━━ Article

If you have been looking at parenting sites or reading parenting books you have probably heard of "connection". It seems that everyone is talking about "connection is key" and "connect before you correct" but what does that even mean?


When professionals use words like "connection", the word seems to take on a deeper meaning and people seem to be confused. The word is thrown around as if it is a universal term of parenting that should be understood. The truth is connection is really quite simple, it is that feeling that you have with those special people in your life where you feel you are safe to be you and they love you not matter what. Connection is made up of those moments when you laugh so hard together that it feels like nobody else is around. When you can be upset and know that you won't be rejected. It is when you feel heard, understood and valued. No wonder it is so important.


According to Daniel Siegel (2001), relationships that are connecting support the development of social, emotional and cognitive functioning. Research has also found that children who have a parent-child connection throughout childhood are healthier, have better relationships and are less likely to be involved in crime or teenage pregnancies. When we understand that being connected is having someone who understands you and will be with you regardless of what is happening, it is easy to see why this research makes sense. If you feel safe, valued, trusted and heard, then you are more likely to make better choices. Children will grow to make decisions not out of fear of punishment, but with the values that they receive from the parent who they are connected. As they feel more confident in themselves, they are also more likely to do what they feel is right rather than be swayed by peers.


The problem is that we can take connection for granted. The bonds you have in your relationships are not permanent. Disconnection happens when we don't keep working on our relationships, or when something hurtful happens to break the trust. Keeping connection doesn't mean that we have to make huge gestures, it is built on small moments throughout the day. But it is easy to be so busy throughout the day providing the basics that we can forget the importance of these moments of connection.

━━━━
━━ Extracted records

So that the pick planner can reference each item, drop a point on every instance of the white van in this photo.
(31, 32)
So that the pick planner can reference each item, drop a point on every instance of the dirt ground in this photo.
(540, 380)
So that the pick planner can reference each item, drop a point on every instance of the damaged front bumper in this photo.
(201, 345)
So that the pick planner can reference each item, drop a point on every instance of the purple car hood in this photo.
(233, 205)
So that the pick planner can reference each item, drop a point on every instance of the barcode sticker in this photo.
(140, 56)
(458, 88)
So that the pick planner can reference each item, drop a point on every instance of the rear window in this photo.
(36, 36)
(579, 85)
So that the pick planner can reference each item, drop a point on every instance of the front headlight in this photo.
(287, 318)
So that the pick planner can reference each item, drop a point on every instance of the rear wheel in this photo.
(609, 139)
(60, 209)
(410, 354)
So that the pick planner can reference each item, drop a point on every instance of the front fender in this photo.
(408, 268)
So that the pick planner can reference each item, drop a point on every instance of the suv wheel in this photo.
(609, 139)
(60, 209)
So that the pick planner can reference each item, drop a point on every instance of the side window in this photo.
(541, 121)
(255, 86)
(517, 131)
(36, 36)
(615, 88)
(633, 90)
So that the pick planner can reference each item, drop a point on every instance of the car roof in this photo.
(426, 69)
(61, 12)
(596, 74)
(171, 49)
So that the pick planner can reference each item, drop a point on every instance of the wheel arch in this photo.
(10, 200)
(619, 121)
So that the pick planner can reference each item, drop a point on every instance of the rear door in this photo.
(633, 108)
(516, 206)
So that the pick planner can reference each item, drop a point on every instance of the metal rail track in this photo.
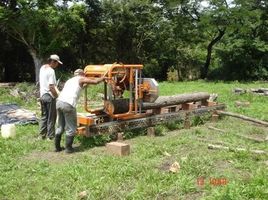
(120, 126)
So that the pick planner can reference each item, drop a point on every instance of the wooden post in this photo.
(151, 131)
(187, 123)
(214, 118)
(118, 148)
(120, 136)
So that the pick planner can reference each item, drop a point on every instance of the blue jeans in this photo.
(67, 119)
(48, 116)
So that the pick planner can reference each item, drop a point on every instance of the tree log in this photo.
(213, 146)
(163, 101)
(242, 117)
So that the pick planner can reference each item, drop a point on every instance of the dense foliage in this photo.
(222, 39)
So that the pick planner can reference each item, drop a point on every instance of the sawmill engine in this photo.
(131, 101)
(124, 90)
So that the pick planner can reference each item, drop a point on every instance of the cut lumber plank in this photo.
(242, 117)
(220, 147)
(216, 129)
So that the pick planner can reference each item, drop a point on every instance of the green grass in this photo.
(31, 170)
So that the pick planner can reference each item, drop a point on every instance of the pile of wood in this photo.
(258, 91)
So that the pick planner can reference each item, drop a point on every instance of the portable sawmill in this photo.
(131, 101)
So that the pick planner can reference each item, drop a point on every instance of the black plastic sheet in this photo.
(13, 114)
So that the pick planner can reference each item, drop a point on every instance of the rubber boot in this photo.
(58, 148)
(69, 143)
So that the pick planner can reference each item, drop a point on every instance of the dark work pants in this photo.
(48, 116)
(67, 119)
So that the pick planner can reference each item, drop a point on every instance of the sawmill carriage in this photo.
(131, 101)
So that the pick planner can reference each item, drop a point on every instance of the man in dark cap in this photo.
(48, 95)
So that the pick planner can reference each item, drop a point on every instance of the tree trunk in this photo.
(204, 70)
(37, 63)
(163, 101)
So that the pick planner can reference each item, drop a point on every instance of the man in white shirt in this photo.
(48, 95)
(66, 108)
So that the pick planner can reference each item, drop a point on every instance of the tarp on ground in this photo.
(13, 114)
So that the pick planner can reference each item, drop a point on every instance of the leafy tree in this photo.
(41, 25)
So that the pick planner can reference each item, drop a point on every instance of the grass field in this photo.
(31, 170)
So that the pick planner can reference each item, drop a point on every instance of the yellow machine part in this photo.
(97, 70)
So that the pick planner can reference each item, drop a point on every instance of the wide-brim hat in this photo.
(78, 72)
(56, 58)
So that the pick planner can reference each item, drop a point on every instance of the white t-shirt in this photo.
(46, 77)
(71, 91)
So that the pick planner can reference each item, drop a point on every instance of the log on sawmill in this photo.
(116, 106)
(242, 117)
(164, 101)
(122, 105)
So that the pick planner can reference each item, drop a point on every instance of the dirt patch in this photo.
(223, 166)
(50, 157)
(193, 196)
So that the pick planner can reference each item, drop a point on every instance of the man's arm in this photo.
(53, 90)
(85, 80)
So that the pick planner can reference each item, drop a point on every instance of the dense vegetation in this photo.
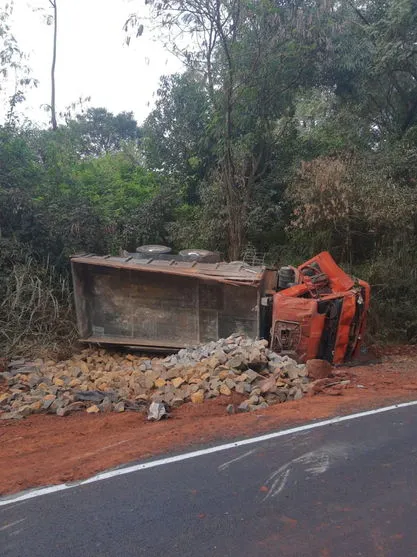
(292, 129)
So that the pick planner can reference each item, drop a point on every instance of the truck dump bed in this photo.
(166, 304)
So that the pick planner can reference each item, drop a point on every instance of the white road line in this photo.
(226, 465)
(210, 450)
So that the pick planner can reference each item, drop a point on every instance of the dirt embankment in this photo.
(46, 449)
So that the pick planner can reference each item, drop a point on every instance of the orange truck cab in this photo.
(319, 312)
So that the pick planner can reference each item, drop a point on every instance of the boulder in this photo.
(318, 369)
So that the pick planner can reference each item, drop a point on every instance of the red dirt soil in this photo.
(46, 449)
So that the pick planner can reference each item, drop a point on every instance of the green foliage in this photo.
(293, 129)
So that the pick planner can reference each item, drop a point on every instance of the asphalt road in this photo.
(337, 491)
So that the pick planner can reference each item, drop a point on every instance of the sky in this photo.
(92, 59)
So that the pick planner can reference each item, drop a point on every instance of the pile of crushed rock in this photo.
(97, 380)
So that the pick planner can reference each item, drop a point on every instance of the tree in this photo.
(53, 4)
(14, 71)
(177, 136)
(98, 131)
(251, 59)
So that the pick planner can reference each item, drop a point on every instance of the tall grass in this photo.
(36, 312)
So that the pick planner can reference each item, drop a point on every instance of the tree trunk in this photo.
(53, 103)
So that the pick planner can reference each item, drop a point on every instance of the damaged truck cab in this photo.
(166, 301)
(322, 314)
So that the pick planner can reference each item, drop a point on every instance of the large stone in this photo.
(268, 385)
(15, 415)
(177, 382)
(243, 388)
(156, 411)
(230, 383)
(224, 390)
(251, 375)
(197, 397)
(291, 371)
(237, 362)
(318, 369)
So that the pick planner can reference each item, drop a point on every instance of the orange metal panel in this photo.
(297, 326)
(346, 317)
(339, 280)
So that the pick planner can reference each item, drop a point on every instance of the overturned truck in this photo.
(313, 311)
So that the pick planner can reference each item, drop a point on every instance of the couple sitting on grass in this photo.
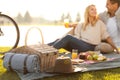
(87, 35)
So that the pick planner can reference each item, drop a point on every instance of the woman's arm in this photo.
(109, 40)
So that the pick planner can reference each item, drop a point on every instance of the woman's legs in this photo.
(69, 42)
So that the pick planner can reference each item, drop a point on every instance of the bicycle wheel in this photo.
(9, 33)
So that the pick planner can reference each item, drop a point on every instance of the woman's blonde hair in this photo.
(86, 18)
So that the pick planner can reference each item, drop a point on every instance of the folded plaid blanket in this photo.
(21, 62)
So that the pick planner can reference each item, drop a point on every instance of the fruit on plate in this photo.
(95, 56)
(89, 57)
(92, 55)
(101, 58)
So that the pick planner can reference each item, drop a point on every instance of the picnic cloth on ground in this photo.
(18, 62)
(114, 62)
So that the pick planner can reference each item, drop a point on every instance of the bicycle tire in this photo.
(17, 30)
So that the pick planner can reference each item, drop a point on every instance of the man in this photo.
(111, 18)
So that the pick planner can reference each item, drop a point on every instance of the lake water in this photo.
(50, 33)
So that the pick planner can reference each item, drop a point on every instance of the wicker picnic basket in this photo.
(47, 54)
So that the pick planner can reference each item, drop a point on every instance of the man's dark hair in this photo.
(115, 1)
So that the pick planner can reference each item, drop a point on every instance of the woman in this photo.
(86, 35)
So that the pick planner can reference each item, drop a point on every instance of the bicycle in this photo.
(9, 33)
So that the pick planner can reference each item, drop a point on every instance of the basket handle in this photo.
(26, 37)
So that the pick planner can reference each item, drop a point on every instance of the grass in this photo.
(108, 74)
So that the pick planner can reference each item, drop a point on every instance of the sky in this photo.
(49, 9)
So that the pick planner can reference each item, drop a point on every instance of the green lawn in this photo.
(109, 74)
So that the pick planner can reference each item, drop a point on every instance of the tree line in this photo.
(28, 19)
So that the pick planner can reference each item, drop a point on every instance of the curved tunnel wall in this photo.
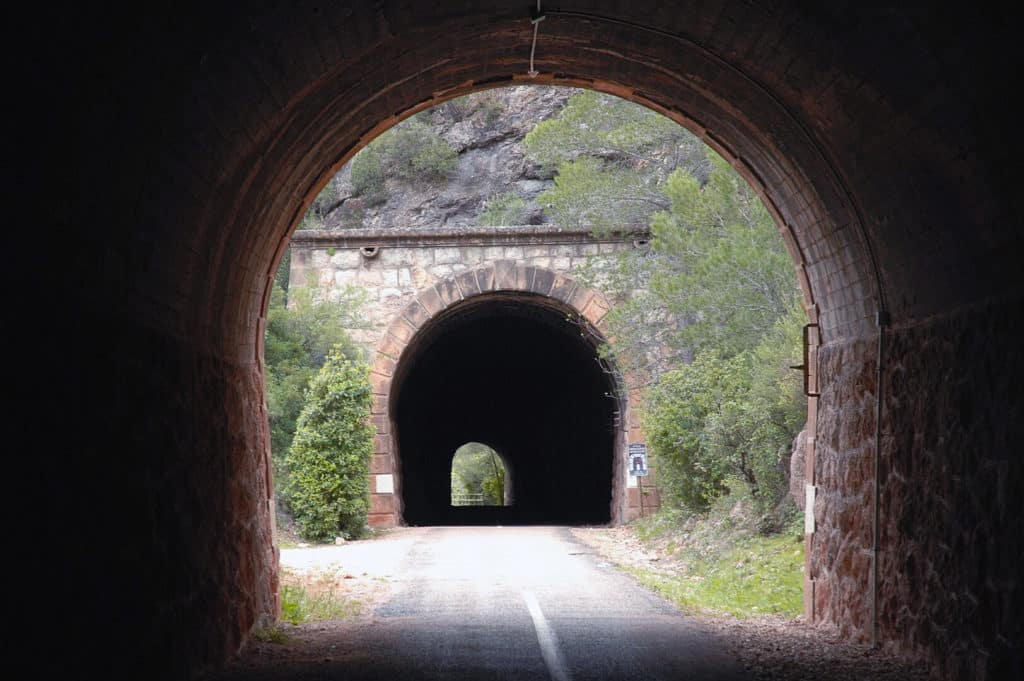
(189, 143)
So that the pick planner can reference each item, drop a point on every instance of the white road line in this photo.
(549, 642)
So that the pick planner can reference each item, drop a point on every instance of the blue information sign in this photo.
(638, 459)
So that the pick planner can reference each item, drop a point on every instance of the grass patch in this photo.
(313, 599)
(722, 564)
(273, 634)
(759, 576)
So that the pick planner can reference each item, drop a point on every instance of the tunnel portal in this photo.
(520, 375)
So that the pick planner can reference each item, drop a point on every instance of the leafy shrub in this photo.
(328, 464)
(411, 152)
(367, 173)
(503, 209)
(313, 219)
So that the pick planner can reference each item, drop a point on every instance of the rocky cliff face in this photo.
(486, 131)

━━━━

▸ Exercise A:
Answer these about the article on parent-child connection:
(i) Which two phrases does the opening say everyone is talking about?
(ii) According to Daniel Siegel (2001), what do connecting relationships support?
(iii) What is keeping connection built on?
▸ Exercise B:
Print the stretch of the article on parent-child connection from "If you have" through "that even mean?".

▸ Task result A:
(i) "connection is key" and "connect before you correct"
(ii) The development of social, emotional and cognitive functioning
(iii) Small moments throughout the day

▸ Task result B:
If you have been looking at parenting sites or reading parenting books you have probably heard of "connection". It seems that everyone is talking about "connection is key" and "connect before you correct" but what does that even mean?